| Texte source |
○ ○ ○

La passion de la chasse a été, cela est sûr, ma plus grande qualité (?), car je pense qu'il faut mettre, entre autres, la passion de la chasse au nombre des qualités qu'on peut prêter aux hommes.

La Brière est, sans contredît, le pays de France que j'ai le plus aimé. J'y ai fait de belles chasses de sauvagines, bécassines et canards de toutes sortes, quelquefois une sortie infructueuse, mais je pense que les jours heureux ont été pour moi, en Brière, plus nombreux que ceux de sombre bredouille. Quand, je songe au passé, je me dis que le numéro que j'ai tiré n'a pas été des plus mauvais. Sans doute a-t-on chassé à une époque plus giboyeuse que la mienne. Je songe aux chasses de M. Boulard au Courant de Huchet ; les hôpitaux de la ville de Dax étaient les heureux bénéficiaires du gibier de cette merveilleuse époque : 1.200 pièces en quelques jours. Après la prospérité, la décadence ; ainsi va la vie.

Lorsqu'on a beaucoup chassé et tué pas mal de gibier dans beaucoup de pays, il arrive un âge ou les articulations sont moins souples. Si l'on a écrit des livres sur la chasse, il vient un moment où l’on interrompt la course de la plume. On vit dans ses souvenirs ; la vue des scènes les plus marquantes de ma vie de chasse me reviennent à l'esprit comme de douces choses ; complaisamment, la mémoire remplace l'action.

Je reviens de ma seconde tentative de chasse aux grues dans les Landes. Après avoir traversé une partie de cette région boisée, je suis arrivé dans le superbe marais de Solférino. De petits boqueteaux par endroits, un marais énorme où l'eau est en ce moment partout, par cette année pluvieuse. J'aime beaucoup ce grand marais dont M. Sourbé m'a fait l'an dernier les honneurs de charmante façon. A cause du temps si incertain, les grues sont en retard sur leur date habituelle de passage ; elles n'ont commencé à passer que le 10 mars en petites quantités. Nous avons fait quelques essais de battues, de passées sur ces méfiants oiseaux. J’ai pendant mes deux jours de séjour à Solférino, cette année, vu six à sept vols de grues au lieu de deux mille oiseaux que nous pourchassions l'an dernier. Nous avons chassé en battue et à la passée du matin et du soir. L'essentiel est d’être placé dans un endroit de pose de la veille au soir. De nouvelles grues viennent rejoindre les premières posées, car elles sont très attachées à leurs semblables et, si vous êtes bien à l'affût, vous avez des chances de les tirer à moindre hauteur au; moment de la pose. Ce gibier est de grandie taille : il mesure 1m,50 de hauteur. C'est le plus grand oiseau d'Europe, et je dirai aussi le plus malin ; c'est la raison qui m'incite à faire sa connaissance, n'en ayant jamais tué jusqu'ici. J'ai fait deux essais — hélas ! infructueux.

○ ○ ○

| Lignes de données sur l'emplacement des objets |
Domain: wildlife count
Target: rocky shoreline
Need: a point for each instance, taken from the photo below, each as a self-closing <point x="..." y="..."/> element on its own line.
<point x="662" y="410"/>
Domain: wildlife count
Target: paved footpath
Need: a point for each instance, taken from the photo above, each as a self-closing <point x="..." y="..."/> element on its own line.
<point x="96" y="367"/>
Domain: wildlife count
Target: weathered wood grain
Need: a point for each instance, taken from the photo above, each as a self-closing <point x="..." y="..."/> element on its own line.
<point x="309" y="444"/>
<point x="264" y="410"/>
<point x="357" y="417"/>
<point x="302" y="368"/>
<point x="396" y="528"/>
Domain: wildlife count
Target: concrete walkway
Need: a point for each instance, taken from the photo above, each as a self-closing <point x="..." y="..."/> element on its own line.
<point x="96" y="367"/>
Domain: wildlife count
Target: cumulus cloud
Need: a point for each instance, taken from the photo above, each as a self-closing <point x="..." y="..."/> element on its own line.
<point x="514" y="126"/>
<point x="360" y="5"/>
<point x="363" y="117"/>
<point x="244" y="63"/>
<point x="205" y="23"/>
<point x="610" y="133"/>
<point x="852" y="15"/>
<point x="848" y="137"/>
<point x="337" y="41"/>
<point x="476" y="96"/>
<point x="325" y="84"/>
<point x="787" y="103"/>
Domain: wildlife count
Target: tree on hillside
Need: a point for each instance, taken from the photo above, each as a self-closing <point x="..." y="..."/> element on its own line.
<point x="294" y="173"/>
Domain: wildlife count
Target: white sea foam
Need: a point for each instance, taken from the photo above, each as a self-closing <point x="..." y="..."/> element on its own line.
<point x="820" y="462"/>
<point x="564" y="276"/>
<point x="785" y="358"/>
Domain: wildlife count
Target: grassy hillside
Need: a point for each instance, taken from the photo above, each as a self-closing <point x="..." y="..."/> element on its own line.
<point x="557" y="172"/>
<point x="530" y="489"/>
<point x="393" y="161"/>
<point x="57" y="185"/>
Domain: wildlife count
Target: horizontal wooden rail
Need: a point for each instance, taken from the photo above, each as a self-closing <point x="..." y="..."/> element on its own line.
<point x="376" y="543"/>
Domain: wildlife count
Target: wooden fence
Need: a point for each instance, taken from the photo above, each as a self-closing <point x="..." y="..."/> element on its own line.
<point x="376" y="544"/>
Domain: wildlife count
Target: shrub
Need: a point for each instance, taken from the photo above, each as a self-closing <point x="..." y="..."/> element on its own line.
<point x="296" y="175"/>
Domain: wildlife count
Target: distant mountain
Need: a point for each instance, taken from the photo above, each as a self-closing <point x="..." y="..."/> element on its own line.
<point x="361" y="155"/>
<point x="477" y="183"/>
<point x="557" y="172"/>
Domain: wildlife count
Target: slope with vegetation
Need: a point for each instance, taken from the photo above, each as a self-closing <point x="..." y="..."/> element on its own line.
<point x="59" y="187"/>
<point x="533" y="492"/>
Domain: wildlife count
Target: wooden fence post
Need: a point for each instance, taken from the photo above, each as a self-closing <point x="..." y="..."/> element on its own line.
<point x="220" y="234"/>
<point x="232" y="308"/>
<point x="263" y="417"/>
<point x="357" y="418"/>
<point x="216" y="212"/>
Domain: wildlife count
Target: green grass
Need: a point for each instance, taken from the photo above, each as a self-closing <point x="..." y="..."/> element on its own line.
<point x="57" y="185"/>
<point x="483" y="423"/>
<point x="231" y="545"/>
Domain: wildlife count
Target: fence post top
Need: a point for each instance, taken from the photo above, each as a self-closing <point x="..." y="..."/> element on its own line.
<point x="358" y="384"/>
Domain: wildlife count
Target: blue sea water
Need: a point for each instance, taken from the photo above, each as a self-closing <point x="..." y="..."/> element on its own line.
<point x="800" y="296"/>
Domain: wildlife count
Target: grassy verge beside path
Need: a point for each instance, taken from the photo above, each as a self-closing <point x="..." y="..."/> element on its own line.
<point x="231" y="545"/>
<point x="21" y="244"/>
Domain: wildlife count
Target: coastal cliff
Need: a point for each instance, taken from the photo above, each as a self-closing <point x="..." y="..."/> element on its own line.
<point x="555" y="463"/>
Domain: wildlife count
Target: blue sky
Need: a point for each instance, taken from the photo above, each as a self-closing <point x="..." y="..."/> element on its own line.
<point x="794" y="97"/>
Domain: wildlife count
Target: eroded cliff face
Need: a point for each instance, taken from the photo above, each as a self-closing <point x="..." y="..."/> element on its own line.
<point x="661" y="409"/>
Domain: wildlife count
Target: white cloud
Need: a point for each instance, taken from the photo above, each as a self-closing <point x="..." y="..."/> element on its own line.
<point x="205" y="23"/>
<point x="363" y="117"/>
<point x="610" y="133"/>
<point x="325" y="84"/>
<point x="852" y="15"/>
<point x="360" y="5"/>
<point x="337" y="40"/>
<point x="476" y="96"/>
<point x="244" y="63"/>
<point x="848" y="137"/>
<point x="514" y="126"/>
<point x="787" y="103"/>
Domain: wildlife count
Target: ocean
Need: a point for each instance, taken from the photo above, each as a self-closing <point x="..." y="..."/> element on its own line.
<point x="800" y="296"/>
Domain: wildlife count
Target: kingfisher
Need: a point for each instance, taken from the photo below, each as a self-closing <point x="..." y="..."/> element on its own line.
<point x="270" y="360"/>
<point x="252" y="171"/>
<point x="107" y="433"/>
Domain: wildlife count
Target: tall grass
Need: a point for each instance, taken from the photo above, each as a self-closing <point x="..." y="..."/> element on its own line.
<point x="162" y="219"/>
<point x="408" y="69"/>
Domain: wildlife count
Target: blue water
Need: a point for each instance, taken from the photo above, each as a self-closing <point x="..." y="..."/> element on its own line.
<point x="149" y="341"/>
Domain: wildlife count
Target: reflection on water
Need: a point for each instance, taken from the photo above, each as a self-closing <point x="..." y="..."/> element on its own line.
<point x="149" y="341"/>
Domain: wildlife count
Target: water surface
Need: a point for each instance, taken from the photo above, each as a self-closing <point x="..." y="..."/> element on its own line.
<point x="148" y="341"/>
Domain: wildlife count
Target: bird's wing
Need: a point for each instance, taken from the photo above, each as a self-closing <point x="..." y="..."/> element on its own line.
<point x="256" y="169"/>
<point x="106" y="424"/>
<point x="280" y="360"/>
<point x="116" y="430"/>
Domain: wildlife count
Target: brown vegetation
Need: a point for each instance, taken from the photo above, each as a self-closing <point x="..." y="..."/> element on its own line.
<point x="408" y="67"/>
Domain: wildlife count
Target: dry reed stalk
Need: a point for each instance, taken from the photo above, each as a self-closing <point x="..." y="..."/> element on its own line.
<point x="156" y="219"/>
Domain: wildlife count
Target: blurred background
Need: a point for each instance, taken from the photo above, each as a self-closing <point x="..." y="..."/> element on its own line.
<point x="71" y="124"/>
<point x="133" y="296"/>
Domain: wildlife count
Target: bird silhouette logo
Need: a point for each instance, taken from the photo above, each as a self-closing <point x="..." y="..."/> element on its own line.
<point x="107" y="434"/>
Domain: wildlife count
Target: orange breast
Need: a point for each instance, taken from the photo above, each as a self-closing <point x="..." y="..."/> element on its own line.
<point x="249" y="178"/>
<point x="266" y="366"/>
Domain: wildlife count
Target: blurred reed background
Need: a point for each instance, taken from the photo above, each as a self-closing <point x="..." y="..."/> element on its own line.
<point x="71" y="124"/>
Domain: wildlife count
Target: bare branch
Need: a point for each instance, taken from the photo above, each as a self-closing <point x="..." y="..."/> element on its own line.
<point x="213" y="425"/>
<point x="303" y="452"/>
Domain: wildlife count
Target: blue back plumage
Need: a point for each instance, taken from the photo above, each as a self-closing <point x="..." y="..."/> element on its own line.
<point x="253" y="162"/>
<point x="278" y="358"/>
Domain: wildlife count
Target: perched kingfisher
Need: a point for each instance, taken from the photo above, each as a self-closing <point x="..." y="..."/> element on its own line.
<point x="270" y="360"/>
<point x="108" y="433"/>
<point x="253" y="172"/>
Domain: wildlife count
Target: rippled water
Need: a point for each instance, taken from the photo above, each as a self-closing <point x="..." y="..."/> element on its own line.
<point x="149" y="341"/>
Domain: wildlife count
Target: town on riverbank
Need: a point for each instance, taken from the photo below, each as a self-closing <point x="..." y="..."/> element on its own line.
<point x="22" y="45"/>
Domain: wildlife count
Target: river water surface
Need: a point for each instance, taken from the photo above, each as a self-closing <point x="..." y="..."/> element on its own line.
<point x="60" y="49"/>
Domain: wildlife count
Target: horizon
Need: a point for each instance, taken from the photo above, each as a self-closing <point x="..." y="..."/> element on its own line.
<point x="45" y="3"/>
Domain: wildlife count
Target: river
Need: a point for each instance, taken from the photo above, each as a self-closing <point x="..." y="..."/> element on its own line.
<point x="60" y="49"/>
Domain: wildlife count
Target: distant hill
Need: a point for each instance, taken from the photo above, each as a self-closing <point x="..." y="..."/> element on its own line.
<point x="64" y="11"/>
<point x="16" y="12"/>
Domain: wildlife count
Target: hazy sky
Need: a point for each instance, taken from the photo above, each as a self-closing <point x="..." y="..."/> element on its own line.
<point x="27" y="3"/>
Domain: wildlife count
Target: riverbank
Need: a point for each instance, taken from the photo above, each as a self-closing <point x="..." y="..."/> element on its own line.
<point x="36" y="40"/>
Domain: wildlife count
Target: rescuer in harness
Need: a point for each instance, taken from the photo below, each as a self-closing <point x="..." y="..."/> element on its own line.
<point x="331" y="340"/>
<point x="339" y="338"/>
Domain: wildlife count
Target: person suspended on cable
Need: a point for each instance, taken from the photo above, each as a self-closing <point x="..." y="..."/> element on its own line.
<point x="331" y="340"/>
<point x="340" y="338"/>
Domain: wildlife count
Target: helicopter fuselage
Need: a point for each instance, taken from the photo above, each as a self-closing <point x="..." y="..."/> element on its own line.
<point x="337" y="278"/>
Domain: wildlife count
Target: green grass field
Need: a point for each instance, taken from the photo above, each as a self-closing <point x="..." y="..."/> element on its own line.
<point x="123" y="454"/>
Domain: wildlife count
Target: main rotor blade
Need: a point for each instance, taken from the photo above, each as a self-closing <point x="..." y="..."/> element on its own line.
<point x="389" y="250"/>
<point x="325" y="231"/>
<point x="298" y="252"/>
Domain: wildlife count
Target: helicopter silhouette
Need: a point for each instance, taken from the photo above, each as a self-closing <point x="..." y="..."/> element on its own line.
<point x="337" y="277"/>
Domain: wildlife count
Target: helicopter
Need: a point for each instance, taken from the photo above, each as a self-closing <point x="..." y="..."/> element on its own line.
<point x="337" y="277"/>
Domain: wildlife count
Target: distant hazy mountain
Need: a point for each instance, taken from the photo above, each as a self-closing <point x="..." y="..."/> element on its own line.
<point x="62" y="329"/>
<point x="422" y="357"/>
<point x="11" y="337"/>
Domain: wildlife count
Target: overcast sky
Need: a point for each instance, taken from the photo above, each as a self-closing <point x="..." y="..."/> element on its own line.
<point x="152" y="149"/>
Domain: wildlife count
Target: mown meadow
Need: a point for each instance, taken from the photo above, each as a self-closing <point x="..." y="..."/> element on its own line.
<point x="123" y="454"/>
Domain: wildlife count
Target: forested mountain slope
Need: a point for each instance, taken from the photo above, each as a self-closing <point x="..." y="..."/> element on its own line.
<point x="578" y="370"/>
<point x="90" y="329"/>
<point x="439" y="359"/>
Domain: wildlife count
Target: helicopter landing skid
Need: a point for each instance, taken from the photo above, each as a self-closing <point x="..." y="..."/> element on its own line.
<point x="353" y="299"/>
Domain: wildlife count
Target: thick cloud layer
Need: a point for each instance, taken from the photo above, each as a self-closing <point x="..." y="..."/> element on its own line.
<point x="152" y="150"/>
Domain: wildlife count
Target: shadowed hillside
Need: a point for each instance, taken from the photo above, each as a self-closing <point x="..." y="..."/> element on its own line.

○ ○ ○

| Actions demandées |
1. Relevez tous les oiseaux ou groupes d'oiseaux chassés que nomme le texte sur la chasse.
2. Poursuivez le texte sur la chasse à la suite de sa dernière phrase.

| Corrigé des exercices |
1. sauvagines, bécassines, canards, grues

2.
Il faut se pénétrer de l'idée que les grues sont très difficiles à abattre, terriblement méfiantes et volant à de très grandes hauteurs. Même quand le coup de feu les atteint, elles ont encore une vitalité suffisante pour échapper au chasseur. il faut ajouter que si, dans un vol, un oiseau est tué, ses compagnons se détournent pour se rendre compte si l'oiseau tombé a besoin de secours ; c'est le moment propice pour augmenter le nombre de pièces au tableau ! Je n'ai pas plus cette année que l'année dernière réussi à atteindre un de ses oiseaux, mais à la chasse il faut vivre d'espoir et de volonté persistante. J'espère cette année-ci en abattre un.

J. DE WITT.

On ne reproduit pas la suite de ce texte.